▶ [GIVEN PASSAGE]:

In the midst of this season of sickness and death, of suffering and hardships of so many kinds, the world is in more need than ever of the witness of faithful Christians to the hope and joy of the Resurrection of Christ. As Orthodox Christians, we have been given so much: and now, according to the word of the Lord, much is therefore being required. So let us strive with all our hearts to make a new beginning this Great Lent in prayer and repentance, so that our hearts will become vessels of the Holy Spirit and thus able to shine as beacons of grace and truth to all we meet, drawing all men and women to shout alongside us on Pascha night: “Christ is Risen! Truly, He is Risen!”
Thank you for this good word, Father Gabriel.
Glory to God, Father! Many thanks for his focus!
“And just as we penitentially fast from the joy of the Divine Liturgy during the weekdays of Great Lent” How is this really happening when we have pre-sanctified liturgies to attend during Lent? Where I live there are no regular weekday Liturgies, except for the pre-sanctified liturgies during Lent, so it seems like the exact opposite of fasting because you get to go to more weekday liturgies, not less. Thank you for any clarification you can provide!
This is an unfortunate side effect of the poverty of liturgical life in modern Orthodoxy (at least in the West, I don’t know precisely how things are in more traditionally Orthodox countries). The ancient “standard” of liturgical practice was to serve the Divine Liturgy every day, although nowadays (again, at least in the West) this is almost never done other than at some monasteries. But it was in the context of this ancient standard that the Lenten practice of penitentially abstaining from serving the Divine Liturgy on weekdays came into being. Since the Divine Liturgy of St. John Chrysostom is such a joyful celebration, it is not in keeping with the penitential character of the Lenten weekday services. Nevertheless, seeing that it was not good for Christians struggling ascetically to go an entire week (!) without receiving the Holy Mysteries, the Church instituted the practice of serving the much more somber Liturgy of the Presanctified Gifts in order to allow the faithful to receive strength in their spiritual warfare from the communion of the Holy Mysteries during the week.
But you are right: the modern phenomenon of more frequent weekday Liturgies during Lent than outside of Lent is a historical aberration. According to the rubrics, either the Divine Liturgy of St. John Chrysostom, of St. Basil, or the Liturgy of the Presanctified Gifts is called for on basically every day of the year (the only exception of which I am aware is Holy Friday).
I will note than I am unfortunately not a liturgical expert, and may be mistaken on some of these details – nevertheless this is what I have been taught myself.
Thank you Father!
“And as we ourselves draw closer to God through prayer, so too we will mystically draw closer to one another in Christ, according to the witness of the saints. Such union in Christ is the only possible solution to the loneliness and isolation so many of us now feel.”
This reminded me of St. Herman of Alaska’s response when asked if he felt lonely in his isolation on Spruce Island:
“How do you manage to live alone in the forest, Father Herman? Don’t you ever become lonesome?” He answered, “No I am not there alone! God is here, as God is everywhere. The Holy Angels are there. With whom is it better to talk, with people, or with Angels? Most certainly with Angels.”
By his prayers, may we cultivate the same closeness with the Lord, the Mother of God, the saints, and the holy angels. As you say, Father, it’s the only solution in these harrowing times. Thank you for your post.

▶ [REQUIRED WORK]: In the Great Lent text, list everyone the closing comment hopes we will grow close to.

Collected data entries
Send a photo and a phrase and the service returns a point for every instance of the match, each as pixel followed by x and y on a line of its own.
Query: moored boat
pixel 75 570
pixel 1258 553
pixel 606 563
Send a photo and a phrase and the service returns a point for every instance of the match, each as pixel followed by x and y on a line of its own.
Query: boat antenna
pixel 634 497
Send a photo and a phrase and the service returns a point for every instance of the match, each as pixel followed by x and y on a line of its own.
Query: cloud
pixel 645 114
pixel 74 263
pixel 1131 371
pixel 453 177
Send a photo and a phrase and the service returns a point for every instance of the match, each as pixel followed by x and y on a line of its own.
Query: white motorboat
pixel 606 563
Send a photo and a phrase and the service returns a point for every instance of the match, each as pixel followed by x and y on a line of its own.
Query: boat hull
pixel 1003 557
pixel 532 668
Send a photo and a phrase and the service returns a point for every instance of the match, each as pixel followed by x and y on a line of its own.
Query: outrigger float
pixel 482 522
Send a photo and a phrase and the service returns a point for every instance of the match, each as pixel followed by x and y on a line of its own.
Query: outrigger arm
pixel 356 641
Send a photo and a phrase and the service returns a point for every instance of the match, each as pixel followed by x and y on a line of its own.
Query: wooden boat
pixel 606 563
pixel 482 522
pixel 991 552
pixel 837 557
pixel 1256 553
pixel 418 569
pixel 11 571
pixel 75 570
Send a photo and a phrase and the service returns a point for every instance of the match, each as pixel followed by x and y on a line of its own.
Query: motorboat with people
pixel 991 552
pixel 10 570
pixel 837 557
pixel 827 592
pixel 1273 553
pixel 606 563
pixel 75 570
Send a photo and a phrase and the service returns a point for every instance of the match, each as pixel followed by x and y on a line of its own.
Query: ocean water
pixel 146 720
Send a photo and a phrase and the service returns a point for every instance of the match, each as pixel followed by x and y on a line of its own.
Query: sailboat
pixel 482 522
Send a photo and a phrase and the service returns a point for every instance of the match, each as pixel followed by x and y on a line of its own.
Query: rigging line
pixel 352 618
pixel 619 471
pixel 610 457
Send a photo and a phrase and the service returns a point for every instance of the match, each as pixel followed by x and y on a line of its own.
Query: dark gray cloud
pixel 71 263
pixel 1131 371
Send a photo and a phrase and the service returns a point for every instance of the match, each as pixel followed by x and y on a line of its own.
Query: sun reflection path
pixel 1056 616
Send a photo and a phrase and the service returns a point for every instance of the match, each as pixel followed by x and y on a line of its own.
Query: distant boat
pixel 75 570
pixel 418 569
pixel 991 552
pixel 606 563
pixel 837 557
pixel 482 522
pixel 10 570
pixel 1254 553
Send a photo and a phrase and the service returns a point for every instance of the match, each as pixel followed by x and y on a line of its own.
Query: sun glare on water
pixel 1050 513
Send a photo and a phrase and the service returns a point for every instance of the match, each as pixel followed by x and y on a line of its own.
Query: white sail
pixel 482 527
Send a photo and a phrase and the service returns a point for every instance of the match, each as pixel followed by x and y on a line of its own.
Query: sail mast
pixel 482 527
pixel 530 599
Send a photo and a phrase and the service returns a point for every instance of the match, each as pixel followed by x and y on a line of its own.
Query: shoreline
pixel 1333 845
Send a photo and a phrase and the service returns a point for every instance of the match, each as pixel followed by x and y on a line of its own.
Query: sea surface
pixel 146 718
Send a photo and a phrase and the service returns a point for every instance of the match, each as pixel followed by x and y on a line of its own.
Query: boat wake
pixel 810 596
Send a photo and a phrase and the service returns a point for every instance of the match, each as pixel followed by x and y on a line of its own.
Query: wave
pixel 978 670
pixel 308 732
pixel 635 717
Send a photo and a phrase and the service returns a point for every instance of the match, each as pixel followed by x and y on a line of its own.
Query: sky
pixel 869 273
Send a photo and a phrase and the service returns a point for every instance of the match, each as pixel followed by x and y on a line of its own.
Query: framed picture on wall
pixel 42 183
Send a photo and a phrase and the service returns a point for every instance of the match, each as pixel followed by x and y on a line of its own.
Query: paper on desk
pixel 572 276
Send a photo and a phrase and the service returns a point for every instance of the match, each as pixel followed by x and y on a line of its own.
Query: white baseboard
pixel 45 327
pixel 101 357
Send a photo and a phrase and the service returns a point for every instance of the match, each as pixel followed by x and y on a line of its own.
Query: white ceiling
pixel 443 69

▶ [ANSWER BELOW]: the Lord, the Mother of God, the saints, the holy angels